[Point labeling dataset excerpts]
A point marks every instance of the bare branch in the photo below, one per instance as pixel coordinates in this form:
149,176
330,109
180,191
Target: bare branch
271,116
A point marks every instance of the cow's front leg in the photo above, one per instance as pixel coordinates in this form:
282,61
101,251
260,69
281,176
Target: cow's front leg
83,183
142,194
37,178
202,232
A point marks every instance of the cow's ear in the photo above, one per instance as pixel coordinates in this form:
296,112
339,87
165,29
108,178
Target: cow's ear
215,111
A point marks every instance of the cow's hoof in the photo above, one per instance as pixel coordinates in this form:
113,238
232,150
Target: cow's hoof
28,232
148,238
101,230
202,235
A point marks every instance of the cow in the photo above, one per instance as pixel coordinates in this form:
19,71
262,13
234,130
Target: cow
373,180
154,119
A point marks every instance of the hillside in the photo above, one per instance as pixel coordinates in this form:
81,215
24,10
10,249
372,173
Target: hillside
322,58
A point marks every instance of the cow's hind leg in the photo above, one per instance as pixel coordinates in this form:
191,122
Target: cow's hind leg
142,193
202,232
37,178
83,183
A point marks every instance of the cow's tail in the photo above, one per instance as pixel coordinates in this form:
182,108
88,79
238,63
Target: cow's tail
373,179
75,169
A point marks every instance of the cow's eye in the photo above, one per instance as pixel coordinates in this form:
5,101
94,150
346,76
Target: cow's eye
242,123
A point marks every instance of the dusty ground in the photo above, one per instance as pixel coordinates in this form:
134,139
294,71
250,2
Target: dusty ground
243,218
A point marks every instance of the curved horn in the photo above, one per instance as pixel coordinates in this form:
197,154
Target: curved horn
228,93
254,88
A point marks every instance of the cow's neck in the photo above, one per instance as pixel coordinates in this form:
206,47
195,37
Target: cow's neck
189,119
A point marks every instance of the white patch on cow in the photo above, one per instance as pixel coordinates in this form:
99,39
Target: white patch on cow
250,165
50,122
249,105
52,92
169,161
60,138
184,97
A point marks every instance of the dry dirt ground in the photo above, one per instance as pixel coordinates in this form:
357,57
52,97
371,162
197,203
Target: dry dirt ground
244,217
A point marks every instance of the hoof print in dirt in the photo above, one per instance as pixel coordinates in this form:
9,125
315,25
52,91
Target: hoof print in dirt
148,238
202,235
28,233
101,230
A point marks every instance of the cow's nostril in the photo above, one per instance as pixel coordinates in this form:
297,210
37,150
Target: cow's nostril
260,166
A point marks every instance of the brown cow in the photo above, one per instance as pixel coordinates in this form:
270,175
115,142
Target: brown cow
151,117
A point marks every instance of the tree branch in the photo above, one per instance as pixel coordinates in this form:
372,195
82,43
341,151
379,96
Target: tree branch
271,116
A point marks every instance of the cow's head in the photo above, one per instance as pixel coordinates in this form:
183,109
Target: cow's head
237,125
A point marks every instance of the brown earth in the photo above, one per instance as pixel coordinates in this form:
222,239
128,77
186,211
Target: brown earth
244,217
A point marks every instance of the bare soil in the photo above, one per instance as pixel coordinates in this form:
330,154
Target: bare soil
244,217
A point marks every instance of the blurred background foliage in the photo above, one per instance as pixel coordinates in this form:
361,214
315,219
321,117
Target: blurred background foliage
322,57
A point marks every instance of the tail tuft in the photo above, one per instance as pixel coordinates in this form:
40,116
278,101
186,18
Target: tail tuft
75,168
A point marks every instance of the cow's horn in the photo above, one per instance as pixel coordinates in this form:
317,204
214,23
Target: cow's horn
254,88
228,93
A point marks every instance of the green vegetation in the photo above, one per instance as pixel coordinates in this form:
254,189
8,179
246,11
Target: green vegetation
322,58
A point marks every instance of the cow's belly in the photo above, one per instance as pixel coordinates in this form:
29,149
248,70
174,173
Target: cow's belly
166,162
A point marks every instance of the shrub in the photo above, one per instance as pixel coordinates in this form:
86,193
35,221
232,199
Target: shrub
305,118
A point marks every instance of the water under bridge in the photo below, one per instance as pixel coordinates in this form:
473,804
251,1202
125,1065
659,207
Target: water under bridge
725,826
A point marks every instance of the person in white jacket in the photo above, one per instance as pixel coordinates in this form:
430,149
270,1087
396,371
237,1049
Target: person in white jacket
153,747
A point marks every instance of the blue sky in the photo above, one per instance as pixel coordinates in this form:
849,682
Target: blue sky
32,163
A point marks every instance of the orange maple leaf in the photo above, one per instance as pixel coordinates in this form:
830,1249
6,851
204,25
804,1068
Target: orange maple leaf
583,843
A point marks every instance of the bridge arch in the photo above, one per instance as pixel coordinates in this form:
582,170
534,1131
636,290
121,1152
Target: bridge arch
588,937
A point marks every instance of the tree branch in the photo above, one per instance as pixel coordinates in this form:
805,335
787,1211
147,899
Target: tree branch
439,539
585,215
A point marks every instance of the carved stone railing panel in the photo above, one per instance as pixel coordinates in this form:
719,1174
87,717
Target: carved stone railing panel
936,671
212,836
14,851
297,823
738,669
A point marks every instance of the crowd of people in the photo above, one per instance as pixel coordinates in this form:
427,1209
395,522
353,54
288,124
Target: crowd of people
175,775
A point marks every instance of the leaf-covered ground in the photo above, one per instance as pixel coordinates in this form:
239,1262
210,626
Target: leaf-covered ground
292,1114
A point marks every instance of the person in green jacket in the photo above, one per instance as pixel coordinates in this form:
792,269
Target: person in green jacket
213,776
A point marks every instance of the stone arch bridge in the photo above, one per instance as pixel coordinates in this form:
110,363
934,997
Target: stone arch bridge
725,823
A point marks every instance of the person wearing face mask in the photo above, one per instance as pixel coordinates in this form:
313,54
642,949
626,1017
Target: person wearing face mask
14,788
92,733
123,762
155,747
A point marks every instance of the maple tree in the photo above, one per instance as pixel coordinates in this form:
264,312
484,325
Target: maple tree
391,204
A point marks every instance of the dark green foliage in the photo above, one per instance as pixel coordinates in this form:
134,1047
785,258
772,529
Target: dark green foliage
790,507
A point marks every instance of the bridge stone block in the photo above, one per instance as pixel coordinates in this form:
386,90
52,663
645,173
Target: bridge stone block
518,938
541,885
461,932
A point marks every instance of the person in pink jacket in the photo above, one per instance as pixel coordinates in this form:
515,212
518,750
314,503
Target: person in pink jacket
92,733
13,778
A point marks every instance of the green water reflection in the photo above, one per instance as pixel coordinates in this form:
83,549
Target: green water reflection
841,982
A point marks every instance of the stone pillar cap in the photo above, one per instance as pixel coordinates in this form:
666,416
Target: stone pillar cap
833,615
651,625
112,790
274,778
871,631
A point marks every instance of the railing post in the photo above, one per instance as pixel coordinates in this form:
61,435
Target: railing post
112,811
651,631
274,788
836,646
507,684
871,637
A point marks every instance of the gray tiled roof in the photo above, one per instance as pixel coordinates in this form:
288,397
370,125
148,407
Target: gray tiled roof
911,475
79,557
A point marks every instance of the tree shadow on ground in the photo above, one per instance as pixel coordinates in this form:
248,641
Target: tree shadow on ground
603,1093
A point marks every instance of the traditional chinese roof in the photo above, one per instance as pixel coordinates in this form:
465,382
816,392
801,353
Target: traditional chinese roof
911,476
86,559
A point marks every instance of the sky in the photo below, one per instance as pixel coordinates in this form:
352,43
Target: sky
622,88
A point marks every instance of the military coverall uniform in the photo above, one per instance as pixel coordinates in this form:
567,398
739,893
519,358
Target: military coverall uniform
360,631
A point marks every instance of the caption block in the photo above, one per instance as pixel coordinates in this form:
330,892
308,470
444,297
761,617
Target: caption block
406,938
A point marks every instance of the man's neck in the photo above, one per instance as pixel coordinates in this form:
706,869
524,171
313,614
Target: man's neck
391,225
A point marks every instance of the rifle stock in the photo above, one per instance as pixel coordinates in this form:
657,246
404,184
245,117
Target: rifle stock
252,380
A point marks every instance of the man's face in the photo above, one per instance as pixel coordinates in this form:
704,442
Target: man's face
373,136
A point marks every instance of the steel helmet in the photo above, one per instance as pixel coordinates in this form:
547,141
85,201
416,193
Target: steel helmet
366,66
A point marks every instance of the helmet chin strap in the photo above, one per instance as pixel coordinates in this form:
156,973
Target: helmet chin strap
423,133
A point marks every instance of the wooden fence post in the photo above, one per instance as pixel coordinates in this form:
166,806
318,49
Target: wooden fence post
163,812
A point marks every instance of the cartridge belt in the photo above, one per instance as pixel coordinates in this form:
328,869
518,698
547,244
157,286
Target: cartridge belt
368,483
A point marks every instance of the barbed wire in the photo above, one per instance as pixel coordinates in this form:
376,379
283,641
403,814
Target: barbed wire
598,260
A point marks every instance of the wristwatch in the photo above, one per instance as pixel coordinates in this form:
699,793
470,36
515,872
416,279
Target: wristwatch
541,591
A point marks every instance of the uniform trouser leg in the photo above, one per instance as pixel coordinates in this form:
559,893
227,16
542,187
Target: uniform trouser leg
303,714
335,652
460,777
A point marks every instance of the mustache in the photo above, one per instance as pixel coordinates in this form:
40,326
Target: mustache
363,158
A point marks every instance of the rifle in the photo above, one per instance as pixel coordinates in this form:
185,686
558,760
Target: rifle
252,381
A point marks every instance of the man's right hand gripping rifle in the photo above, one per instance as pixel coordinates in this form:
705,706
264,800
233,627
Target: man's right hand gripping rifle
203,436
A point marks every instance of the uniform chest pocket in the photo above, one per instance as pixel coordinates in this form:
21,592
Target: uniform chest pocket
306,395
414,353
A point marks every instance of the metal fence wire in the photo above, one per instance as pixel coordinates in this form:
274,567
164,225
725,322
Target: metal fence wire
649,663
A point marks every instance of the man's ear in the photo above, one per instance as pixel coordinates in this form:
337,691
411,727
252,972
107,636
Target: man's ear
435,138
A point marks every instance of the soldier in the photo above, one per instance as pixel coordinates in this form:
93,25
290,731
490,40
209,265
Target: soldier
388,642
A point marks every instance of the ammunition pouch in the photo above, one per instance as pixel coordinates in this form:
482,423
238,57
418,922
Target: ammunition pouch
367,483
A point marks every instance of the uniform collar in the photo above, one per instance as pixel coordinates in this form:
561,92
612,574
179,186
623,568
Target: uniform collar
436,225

◆ WHAT YOU HAVE TO DO
Can you rewrite the data from the line with "A point marks every instance of the uniform collar" through the end of the data, swapping "uniform collar" for "shirt collar" and leaving everything else unchanged?

◆ WRITTEN RESPONSE
A point marks every instance of the shirt collar in the photo above, one per instance as pixel coordinates in this form:
561,92
612,574
179,186
623,568
Target: shirt collar
436,225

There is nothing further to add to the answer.